> _EXERCISE A_: From the labor account, pull out the part starting at "The nurse came into" and ending at "Half way there.".
> _EXERCISE B_: Translate this sentence from the labor account into Spanish: "This time it came out with no resistance when she tugged on it."

> _PASSAGE PROVIDED_:
At this point the nurse upped the Pitocin drip a bit, told me to call if I needed anything, and bid us adieu. I was still very much awake, but I knew that these hours were precious. I knew I really needed to take advantage of this “downtime” to catch up on rest. I was barely feeling the contractions, the antibiotics were going, the balloon was in, and the nurse didn’t need to check anything for at least a few hours.

Wanna guess how much sleep I got?  Ha.

I will say, I had this fantasy in my head that I’d be walking around, moving, doing laps around the hospital while I labored. Because I had the balloon and was on Pitocin, they said I could get out of bed and use the yoga ball, but I couldn’t leave my room or take my monitors off. That was the most annoying part of labor – the effing monitors.

All the cords and tubes and doodads tethering me to my bed and the area directly surrounding my bed, needing to get disconnected and reconnected every time I had to pee. I tried for the rest of the morning to rest while I could. I listened to a few podcasts and attempted to doze.

Labor

I wouldn’t say I ever slept, but I did get some rest. Every hour or so the nurse came in to increase my Pitocin, and by noon I was definitely feeling contractions. It was starting to get uncomfortable. Around 1pm she tugged on the catheter in my cervix to see if the balloon would fall out. It’s supposed to just slip on out once you’re dilated to about 4 or 5 cm, so the fact that it was still very much stuck in there was a little discouraging.

At 2pm-ish (my best recollection) the contractions started requiring my focus. At first just being aware that I didn’t hold my breath or tense my body up was all I had to do to get through them. They quickly became more and more intense, though. By 3pm I was really having to focus all my energy into breathing.

The nurse came into check on me, watched me have a few contractions, told me I was doing a great job breathing, and asked if she could check on the balloon again. This time it came out with no resistance when she tugged on it. I took comfort in the fact that although it was starting to get painful, I knew I was at least 5cm dilated. Half way there.

Little did I know, that balloon was the only thing standing between me and the big boss contractions. Immediately they started coming harder, faster, and lasting longer, and this is where I entered the time warp that is LaLa Labor Land.

> _PROVIDED DATA_:
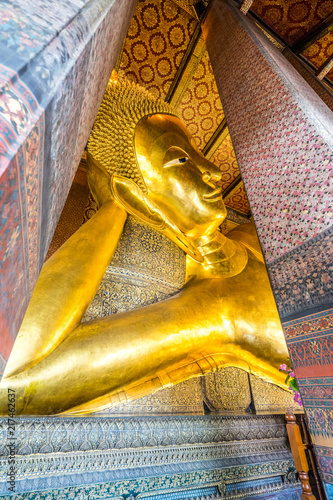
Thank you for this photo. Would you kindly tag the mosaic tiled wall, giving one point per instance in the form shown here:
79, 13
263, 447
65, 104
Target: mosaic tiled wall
319, 87
56, 59
282, 134
139, 457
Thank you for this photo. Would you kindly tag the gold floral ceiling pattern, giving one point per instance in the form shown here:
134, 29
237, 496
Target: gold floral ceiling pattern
200, 106
157, 46
156, 42
320, 51
292, 19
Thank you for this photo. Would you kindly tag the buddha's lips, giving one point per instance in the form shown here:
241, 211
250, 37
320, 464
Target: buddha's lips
213, 195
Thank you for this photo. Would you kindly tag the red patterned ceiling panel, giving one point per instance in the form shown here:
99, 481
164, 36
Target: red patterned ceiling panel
238, 200
200, 107
225, 159
292, 19
320, 51
155, 44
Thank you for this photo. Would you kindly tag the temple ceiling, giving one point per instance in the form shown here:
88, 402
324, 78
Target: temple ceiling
164, 51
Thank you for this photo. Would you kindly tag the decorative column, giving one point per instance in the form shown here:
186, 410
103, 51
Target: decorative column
282, 134
55, 61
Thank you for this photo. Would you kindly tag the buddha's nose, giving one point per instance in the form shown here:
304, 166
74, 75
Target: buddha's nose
212, 175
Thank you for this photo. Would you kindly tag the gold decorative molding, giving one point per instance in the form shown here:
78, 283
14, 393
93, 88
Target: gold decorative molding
245, 6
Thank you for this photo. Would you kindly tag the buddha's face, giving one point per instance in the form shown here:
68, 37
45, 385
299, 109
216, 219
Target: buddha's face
179, 179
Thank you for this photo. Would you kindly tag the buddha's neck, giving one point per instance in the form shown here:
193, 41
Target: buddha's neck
222, 256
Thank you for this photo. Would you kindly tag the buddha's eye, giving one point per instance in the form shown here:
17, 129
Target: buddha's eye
176, 161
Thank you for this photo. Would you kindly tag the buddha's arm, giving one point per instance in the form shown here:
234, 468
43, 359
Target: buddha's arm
202, 328
66, 285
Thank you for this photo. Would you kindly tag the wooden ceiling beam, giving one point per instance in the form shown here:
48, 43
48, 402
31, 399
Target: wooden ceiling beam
314, 35
325, 68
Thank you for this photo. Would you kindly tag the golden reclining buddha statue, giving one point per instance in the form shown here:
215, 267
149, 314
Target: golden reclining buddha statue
143, 162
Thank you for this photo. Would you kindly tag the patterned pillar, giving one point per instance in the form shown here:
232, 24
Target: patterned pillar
282, 134
55, 61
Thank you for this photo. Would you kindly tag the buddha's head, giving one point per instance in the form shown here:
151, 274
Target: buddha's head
138, 137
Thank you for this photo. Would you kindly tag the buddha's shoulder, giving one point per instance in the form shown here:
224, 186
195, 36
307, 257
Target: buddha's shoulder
247, 235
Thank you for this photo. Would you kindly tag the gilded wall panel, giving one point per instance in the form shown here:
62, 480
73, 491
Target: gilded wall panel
155, 45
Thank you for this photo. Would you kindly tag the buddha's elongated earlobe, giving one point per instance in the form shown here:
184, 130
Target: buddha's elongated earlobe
129, 196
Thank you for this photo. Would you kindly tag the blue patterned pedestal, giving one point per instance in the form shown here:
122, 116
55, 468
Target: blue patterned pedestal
149, 457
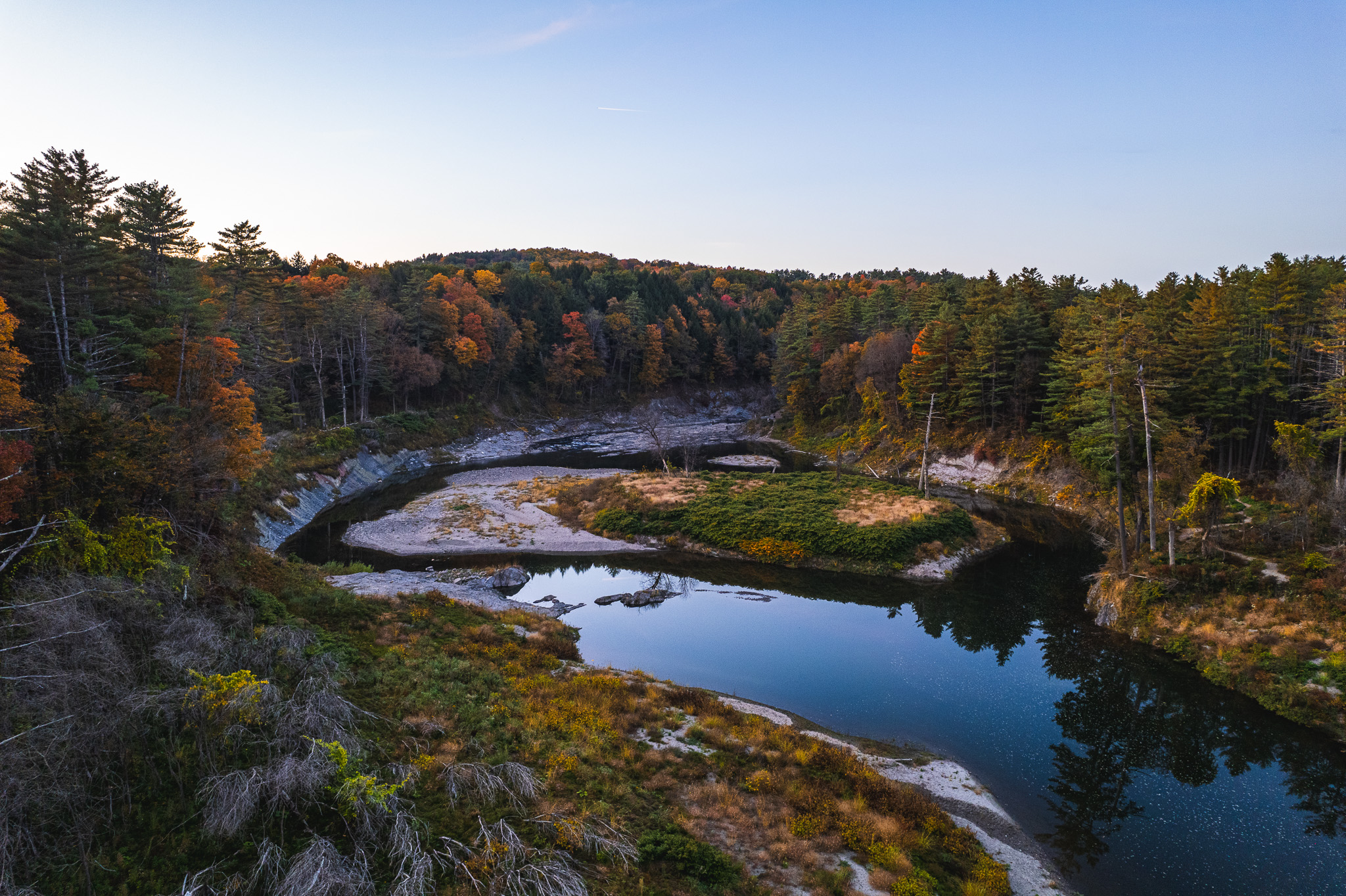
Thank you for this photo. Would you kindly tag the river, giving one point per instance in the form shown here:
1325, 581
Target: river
1138, 775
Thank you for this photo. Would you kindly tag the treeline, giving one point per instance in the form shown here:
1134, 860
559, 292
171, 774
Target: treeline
147, 369
1215, 372
156, 365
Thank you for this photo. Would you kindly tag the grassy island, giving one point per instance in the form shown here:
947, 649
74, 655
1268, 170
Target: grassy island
808, 518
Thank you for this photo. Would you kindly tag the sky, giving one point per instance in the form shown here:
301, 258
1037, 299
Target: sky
1100, 139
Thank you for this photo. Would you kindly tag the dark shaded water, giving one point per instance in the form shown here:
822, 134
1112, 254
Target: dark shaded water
1136, 774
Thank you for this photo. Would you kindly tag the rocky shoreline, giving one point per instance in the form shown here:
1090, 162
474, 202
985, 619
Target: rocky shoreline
706, 420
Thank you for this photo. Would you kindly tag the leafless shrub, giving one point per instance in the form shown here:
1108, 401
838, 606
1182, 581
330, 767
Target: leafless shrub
271, 864
651, 423
317, 711
231, 801
191, 642
503, 865
592, 834
294, 780
322, 871
489, 783
209, 882
415, 866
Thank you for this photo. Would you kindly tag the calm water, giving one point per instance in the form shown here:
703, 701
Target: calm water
1135, 773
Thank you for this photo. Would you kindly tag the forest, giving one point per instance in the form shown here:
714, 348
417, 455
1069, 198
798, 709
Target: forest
152, 657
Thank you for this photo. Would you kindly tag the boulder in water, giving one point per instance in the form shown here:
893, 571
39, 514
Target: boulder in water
647, 598
508, 577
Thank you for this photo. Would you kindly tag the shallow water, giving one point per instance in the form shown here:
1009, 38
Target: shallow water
1136, 774
1123, 762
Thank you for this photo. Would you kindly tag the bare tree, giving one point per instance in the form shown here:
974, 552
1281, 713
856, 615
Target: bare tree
651, 422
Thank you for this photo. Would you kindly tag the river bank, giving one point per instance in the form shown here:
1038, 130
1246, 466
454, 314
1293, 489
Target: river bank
482, 512
948, 785
706, 418
955, 789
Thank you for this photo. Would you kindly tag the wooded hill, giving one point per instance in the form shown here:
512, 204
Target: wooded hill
142, 373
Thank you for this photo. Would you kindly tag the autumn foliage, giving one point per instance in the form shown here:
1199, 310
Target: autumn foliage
216, 432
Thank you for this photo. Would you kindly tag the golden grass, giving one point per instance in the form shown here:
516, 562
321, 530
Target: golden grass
867, 508
665, 491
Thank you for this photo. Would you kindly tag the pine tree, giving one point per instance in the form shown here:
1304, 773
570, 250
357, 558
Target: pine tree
155, 228
55, 248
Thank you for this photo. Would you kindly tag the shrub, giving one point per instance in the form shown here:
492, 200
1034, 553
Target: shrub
689, 857
918, 883
1314, 563
758, 780
992, 875
774, 550
806, 826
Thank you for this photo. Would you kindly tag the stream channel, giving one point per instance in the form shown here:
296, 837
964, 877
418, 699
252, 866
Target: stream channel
1136, 774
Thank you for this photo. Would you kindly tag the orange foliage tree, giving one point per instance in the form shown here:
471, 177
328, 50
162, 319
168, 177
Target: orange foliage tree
216, 430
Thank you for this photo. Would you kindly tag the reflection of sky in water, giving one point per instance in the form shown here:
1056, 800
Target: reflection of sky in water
858, 670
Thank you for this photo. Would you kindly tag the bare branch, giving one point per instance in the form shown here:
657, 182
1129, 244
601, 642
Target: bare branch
33, 730
65, 634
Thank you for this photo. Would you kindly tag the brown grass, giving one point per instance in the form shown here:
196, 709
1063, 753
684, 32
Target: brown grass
665, 491
867, 508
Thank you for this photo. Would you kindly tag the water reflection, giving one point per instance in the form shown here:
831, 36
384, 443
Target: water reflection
1131, 746
1131, 712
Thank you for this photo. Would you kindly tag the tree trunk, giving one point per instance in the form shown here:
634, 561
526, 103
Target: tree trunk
1337, 483
341, 372
925, 453
182, 361
1253, 453
65, 325
1150, 459
1116, 460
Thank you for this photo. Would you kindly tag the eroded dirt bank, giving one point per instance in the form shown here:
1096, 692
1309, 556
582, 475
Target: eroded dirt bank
485, 512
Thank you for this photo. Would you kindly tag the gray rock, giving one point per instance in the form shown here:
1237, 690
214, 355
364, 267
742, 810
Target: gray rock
509, 577
647, 598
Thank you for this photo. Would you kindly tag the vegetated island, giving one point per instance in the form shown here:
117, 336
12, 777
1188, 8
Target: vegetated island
797, 520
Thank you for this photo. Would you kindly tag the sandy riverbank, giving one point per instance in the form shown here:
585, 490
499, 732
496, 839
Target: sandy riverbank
465, 587
486, 512
967, 801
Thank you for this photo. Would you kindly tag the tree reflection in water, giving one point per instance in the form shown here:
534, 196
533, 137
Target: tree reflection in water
1132, 709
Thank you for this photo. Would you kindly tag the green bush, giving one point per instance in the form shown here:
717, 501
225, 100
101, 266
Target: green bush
335, 441
689, 857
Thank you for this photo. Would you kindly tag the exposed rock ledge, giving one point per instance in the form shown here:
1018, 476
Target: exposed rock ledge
485, 512
363, 474
396, 581
711, 418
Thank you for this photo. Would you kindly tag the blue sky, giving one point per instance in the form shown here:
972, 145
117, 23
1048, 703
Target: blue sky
1103, 139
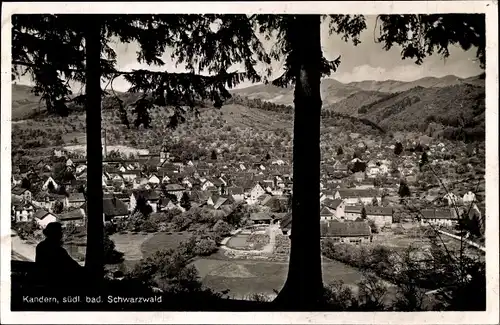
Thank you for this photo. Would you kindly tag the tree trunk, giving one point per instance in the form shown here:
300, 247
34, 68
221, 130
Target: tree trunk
304, 286
95, 228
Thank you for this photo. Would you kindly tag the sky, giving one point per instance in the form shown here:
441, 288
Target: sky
366, 61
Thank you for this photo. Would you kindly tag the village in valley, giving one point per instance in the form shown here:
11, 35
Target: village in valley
376, 190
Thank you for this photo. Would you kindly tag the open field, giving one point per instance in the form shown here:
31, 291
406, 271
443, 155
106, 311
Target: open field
246, 277
130, 244
163, 240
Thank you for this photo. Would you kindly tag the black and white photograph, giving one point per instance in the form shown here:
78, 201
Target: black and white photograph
250, 157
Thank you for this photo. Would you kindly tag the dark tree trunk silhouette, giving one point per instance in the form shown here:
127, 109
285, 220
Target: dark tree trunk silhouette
95, 229
304, 285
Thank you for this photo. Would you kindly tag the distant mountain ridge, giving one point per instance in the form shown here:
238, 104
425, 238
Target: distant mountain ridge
334, 91
453, 104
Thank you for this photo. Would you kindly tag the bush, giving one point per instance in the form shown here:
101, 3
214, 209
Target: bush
149, 226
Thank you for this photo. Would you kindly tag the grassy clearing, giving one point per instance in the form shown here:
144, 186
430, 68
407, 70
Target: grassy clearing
163, 240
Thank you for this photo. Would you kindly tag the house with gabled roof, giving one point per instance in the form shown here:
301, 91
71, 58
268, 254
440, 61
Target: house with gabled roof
381, 216
151, 197
355, 196
335, 207
22, 211
22, 193
131, 175
175, 189
48, 181
75, 200
236, 193
256, 191
439, 217
451, 198
75, 216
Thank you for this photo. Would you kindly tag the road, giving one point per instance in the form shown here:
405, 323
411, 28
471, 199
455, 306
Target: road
21, 249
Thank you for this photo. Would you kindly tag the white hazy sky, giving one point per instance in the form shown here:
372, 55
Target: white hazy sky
367, 61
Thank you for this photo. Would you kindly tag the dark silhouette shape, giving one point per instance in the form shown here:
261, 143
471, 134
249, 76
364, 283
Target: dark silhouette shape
57, 268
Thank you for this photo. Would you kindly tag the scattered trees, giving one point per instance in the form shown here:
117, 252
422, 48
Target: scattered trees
404, 190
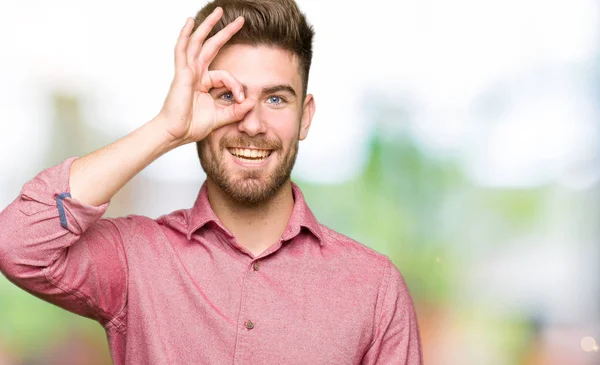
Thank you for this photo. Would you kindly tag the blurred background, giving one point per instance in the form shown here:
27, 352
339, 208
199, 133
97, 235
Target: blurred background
460, 138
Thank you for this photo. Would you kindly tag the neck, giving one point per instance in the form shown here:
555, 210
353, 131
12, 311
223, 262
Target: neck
255, 227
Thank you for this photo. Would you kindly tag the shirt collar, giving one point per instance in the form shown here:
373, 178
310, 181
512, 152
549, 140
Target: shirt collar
202, 213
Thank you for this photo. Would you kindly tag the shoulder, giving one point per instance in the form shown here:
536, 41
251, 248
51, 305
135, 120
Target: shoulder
354, 252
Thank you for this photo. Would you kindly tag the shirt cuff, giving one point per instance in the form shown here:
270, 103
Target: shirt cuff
49, 189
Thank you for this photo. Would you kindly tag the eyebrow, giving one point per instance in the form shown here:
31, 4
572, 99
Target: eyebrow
271, 89
275, 89
279, 88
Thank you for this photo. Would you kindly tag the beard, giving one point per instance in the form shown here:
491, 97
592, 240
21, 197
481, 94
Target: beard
252, 187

> _ANSWER SECTION A_:
The nurse came into check on me, watched me have a few contractions, told me I was doing a great job breathing, and asked if she could check on the balloon again. This time it came out with no resistance when she tugged on it. I took comfort in the fact that although it was starting to get painful, I knew I was at least 5cm dilated. Half way there.

> _ANSWER SECTION B_: Esta vez salió sin ninguna resistencia cuando ella tiró de él.